## BRIEF:
Add 33 to every point coordinate in the answers, then write out the lines of the data starting at the line that contains "shape [[104, 136]]." and ending at the line that contains "[[60, 513]]", with everything else unchanged. Keep the shape values in the guidelines as they are, and give only these lines.

···

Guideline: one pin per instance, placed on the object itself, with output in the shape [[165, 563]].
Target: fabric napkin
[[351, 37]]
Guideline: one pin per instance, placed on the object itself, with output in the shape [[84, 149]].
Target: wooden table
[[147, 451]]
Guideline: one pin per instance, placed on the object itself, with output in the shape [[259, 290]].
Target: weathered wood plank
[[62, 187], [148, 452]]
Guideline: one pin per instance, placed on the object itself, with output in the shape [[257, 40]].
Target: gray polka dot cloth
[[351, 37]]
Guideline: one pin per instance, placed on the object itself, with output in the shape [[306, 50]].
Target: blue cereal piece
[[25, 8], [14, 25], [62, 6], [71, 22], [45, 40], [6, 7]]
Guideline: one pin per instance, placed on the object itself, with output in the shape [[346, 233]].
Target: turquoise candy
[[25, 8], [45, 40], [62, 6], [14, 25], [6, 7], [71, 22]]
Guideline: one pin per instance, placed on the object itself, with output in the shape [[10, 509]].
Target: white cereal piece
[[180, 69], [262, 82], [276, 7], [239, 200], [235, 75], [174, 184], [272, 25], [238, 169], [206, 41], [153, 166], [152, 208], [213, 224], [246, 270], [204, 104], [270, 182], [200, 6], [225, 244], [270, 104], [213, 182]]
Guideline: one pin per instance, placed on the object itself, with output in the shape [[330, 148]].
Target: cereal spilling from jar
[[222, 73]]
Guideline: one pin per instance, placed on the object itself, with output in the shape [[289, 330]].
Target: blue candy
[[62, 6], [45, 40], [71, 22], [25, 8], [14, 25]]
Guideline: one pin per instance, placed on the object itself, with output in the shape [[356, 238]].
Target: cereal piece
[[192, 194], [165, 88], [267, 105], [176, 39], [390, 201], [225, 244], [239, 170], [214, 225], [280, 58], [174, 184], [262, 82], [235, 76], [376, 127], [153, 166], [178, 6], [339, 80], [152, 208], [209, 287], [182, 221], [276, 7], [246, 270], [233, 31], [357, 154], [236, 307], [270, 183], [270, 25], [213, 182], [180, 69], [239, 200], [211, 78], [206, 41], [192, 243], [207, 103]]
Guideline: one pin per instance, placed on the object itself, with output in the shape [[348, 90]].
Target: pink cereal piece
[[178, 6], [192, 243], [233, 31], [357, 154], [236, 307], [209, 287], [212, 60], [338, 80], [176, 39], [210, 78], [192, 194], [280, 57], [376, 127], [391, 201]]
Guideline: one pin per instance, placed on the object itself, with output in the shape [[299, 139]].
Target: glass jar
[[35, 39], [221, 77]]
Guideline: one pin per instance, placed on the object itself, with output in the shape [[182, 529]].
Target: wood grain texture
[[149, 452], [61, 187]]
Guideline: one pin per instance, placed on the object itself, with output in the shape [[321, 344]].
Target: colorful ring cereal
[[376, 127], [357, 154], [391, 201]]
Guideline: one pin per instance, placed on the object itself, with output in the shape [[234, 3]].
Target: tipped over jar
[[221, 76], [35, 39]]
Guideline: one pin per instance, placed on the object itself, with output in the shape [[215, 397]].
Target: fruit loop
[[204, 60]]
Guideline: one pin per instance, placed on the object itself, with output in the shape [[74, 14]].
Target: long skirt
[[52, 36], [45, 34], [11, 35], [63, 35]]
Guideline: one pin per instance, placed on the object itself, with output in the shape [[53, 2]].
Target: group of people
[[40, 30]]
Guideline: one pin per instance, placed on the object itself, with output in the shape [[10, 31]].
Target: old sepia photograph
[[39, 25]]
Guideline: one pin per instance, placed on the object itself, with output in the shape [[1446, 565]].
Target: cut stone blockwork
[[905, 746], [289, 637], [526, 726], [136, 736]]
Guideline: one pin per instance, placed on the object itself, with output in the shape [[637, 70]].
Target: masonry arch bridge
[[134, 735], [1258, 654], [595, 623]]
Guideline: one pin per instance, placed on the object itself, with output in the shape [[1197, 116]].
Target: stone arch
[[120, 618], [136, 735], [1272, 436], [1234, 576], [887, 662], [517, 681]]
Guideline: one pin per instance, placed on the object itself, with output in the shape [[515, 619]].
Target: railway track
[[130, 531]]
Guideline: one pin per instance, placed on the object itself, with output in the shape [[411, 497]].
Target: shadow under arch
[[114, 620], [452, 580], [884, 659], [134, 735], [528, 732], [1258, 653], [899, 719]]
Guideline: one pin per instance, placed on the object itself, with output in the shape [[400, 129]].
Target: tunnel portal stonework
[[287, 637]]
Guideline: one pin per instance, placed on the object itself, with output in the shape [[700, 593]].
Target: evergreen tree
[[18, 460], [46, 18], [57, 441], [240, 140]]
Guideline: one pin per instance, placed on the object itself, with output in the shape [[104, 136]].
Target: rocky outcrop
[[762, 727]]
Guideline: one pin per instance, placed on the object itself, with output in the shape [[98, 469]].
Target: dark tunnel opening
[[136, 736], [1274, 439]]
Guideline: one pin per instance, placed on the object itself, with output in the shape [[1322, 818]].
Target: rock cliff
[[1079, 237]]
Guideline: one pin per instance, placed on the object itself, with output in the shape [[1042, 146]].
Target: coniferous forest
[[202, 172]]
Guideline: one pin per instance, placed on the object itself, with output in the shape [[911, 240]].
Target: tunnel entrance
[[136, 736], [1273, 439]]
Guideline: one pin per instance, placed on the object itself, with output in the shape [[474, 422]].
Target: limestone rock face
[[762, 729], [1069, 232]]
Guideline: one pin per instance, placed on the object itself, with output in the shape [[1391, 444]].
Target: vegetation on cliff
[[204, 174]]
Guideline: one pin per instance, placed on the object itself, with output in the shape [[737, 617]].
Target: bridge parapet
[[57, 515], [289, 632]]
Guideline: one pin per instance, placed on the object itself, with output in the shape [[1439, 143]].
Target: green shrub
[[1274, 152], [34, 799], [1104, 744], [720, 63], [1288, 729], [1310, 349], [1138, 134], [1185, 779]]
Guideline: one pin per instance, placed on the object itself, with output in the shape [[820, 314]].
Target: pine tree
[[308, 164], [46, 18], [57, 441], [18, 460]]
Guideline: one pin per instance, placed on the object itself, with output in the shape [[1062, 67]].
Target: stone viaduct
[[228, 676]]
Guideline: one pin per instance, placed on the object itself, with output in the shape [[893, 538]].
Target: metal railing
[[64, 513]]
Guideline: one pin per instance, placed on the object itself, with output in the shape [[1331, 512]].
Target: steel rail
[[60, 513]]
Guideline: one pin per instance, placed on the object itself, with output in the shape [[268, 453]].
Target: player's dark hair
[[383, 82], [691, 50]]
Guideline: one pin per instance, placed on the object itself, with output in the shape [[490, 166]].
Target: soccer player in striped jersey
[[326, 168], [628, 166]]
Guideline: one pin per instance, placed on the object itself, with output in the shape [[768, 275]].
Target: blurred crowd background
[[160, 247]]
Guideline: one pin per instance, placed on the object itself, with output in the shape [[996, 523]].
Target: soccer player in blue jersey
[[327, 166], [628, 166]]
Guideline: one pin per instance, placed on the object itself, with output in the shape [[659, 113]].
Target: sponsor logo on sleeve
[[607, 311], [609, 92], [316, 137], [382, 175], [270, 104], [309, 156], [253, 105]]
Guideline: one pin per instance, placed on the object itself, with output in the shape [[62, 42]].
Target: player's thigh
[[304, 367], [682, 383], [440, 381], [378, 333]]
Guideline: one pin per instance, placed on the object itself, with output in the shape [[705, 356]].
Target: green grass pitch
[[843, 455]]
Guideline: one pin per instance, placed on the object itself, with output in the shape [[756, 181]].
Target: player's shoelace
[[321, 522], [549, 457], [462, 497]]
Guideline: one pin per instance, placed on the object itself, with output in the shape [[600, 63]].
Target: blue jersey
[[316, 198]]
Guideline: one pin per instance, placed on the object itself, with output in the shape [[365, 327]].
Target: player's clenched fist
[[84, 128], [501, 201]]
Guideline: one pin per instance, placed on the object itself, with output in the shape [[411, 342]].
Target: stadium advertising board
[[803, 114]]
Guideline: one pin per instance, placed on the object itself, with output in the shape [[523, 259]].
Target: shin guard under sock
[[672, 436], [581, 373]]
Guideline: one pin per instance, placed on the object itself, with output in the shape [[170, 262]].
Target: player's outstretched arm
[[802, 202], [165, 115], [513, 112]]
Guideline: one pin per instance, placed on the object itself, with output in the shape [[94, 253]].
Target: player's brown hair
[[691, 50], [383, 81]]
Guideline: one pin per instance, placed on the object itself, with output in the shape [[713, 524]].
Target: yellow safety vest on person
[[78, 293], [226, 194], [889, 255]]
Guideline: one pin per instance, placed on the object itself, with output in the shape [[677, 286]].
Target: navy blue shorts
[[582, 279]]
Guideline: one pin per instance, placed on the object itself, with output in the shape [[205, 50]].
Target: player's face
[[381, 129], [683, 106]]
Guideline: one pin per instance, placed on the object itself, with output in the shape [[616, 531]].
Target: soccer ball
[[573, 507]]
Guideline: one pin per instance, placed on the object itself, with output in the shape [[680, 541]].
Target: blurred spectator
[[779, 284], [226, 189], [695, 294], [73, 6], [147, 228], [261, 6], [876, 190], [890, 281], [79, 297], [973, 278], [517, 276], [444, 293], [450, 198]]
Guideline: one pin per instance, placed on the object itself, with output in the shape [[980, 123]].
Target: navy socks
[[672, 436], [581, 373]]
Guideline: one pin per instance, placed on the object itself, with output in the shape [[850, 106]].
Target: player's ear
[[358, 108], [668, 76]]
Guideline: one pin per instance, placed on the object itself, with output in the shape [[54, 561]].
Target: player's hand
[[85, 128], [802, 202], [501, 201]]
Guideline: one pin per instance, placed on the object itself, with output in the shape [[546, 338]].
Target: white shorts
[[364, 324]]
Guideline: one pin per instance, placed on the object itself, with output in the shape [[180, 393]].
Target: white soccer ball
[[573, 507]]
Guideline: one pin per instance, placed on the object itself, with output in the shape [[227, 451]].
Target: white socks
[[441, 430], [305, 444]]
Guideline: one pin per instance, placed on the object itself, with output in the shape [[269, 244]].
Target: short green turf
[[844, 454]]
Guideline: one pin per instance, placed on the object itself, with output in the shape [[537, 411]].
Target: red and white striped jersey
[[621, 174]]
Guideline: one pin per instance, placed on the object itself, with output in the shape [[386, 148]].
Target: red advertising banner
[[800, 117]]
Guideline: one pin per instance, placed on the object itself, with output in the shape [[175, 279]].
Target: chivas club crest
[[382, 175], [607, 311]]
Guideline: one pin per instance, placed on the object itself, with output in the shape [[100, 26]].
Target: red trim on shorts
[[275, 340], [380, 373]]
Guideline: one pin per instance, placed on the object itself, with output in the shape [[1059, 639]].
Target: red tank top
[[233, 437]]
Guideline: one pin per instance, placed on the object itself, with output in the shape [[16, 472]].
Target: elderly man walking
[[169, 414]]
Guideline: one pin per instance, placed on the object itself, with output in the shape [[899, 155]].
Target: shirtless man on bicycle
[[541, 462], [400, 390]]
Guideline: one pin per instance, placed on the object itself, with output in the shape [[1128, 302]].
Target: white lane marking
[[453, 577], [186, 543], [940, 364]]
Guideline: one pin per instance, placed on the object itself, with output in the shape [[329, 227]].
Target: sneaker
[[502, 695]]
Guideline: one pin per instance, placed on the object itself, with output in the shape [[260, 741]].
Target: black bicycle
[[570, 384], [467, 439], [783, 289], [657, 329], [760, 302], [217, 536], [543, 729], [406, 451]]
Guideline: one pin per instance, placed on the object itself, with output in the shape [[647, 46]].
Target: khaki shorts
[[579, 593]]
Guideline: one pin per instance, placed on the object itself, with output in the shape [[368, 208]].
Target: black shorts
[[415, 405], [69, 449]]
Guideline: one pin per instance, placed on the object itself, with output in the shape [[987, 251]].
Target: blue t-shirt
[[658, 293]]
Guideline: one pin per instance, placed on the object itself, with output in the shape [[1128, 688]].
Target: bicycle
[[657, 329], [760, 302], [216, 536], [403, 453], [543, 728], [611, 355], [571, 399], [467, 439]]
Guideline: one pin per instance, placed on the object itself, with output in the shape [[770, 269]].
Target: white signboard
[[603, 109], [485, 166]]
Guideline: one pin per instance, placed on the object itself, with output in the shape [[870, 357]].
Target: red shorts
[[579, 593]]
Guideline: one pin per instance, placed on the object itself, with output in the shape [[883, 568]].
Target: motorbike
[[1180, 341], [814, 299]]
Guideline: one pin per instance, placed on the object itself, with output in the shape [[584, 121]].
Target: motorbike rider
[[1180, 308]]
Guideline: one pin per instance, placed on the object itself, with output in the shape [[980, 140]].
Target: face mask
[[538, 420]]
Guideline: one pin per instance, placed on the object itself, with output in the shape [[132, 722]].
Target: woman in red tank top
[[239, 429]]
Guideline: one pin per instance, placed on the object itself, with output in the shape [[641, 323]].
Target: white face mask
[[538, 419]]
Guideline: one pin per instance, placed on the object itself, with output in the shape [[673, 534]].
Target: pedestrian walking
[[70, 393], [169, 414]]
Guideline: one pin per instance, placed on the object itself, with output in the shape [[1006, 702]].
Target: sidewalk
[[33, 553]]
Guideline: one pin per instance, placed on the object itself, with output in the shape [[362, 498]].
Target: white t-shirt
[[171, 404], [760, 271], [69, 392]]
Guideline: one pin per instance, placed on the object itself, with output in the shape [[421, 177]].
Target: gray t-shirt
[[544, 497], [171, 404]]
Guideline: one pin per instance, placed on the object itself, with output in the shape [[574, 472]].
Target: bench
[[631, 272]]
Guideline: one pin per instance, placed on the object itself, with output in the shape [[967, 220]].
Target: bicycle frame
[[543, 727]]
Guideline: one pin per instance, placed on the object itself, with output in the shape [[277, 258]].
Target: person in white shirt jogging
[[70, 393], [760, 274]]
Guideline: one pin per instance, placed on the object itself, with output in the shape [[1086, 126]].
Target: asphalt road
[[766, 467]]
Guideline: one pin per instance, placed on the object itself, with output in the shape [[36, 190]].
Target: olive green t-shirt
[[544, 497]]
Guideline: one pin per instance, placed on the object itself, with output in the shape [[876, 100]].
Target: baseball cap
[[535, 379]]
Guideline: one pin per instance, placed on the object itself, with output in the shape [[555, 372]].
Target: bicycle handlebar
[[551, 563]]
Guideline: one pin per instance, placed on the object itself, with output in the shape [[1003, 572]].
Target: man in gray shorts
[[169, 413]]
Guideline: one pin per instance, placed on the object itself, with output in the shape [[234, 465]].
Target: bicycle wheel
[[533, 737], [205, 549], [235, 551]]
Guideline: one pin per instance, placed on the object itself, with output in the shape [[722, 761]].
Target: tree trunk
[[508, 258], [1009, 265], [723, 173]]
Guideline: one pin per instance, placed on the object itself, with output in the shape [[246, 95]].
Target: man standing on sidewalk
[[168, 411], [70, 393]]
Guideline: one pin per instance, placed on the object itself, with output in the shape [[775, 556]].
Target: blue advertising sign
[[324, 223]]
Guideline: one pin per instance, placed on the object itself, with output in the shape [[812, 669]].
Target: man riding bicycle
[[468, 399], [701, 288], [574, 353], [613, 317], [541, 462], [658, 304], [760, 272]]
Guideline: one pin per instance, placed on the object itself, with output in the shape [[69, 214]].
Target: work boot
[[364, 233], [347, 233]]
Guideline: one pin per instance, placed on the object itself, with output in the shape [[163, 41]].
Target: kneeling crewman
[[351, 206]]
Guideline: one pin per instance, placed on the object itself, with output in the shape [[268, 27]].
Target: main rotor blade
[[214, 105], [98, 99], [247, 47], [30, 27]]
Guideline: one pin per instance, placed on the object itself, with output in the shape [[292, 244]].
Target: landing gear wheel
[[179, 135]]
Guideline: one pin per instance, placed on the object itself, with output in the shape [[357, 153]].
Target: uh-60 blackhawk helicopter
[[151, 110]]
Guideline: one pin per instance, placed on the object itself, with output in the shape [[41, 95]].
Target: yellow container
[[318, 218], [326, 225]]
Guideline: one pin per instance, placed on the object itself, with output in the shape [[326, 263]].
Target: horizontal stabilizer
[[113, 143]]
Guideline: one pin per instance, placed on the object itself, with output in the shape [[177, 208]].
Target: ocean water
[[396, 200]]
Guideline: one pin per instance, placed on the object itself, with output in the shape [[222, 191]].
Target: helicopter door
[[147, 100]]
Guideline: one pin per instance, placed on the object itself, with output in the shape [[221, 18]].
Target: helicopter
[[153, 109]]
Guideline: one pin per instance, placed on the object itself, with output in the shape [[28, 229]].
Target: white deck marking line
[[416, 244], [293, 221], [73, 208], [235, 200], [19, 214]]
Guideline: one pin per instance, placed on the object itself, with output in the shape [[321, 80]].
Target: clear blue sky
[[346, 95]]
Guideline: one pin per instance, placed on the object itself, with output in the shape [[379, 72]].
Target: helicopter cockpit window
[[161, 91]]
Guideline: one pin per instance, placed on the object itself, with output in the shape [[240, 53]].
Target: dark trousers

···

## RESULT OF THIS TASK:
Guideline: one pin per instance, placed on the object itself, with output in the shape [[104, 136]].
Target: rocky outcrop
[[795, 760]]
Guideline: one pin per instance, placed on the object itself, with output in the shape [[98, 469]].
Target: dark tunnel opening
[[169, 769], [1307, 472]]
Guideline: one pin per instance, placed on the object itself, with output in the shape [[1322, 818]].
Target: rock cliff
[[1112, 270]]
Guideline: one pin per instance, placed on the object itself, with output in the shape [[1042, 146]].
Target: coniferous forest
[[235, 205]]
Guideline: one pin per instance, placed on the object itself, with output in the shape [[911, 240]].
Target: tunnel entrance
[[169, 769], [1306, 472]]
Guideline: one pin per instance, placed on the object itself, with output in the shape [[474, 422]].
Target: limestone rock face
[[795, 762], [1102, 265]]
Guideline: one pin per instance, placed on the object itself, with output in the shape [[1391, 444]].
Target: vegetation on cliff
[[237, 207]]
Guideline: one pin per instance, placed on the object itself, with output in the shape [[737, 617]].
Target: bridge parapet
[[90, 548], [322, 665]]
Guideline: one pin per instance, placed on the object itself, with output in the shape [[1439, 143]].
Target: green shrub
[[1307, 185], [67, 832], [1137, 777], [753, 96], [1321, 762], [1343, 382], [1171, 167], [1218, 812]]
Guideline: one pin per instance, placed on the object itself, with output in the shape [[820, 314]].
Target: pine tree
[[341, 197], [79, 51], [90, 474], [51, 493]]
Guideline: one pin per instance, placed on the object itself, with output in the shape [[1062, 67]].
Target: stone viaduct
[[261, 709]]
Guideline: one pin per instance, placed on the object itself, with output in the shape [[893, 538]].
Target: metal railing
[[97, 546]]
Guideline: one pin per instance, placed on the object itself, with output in the shape [[1331, 512]].
Target: steel rail
[[93, 546]]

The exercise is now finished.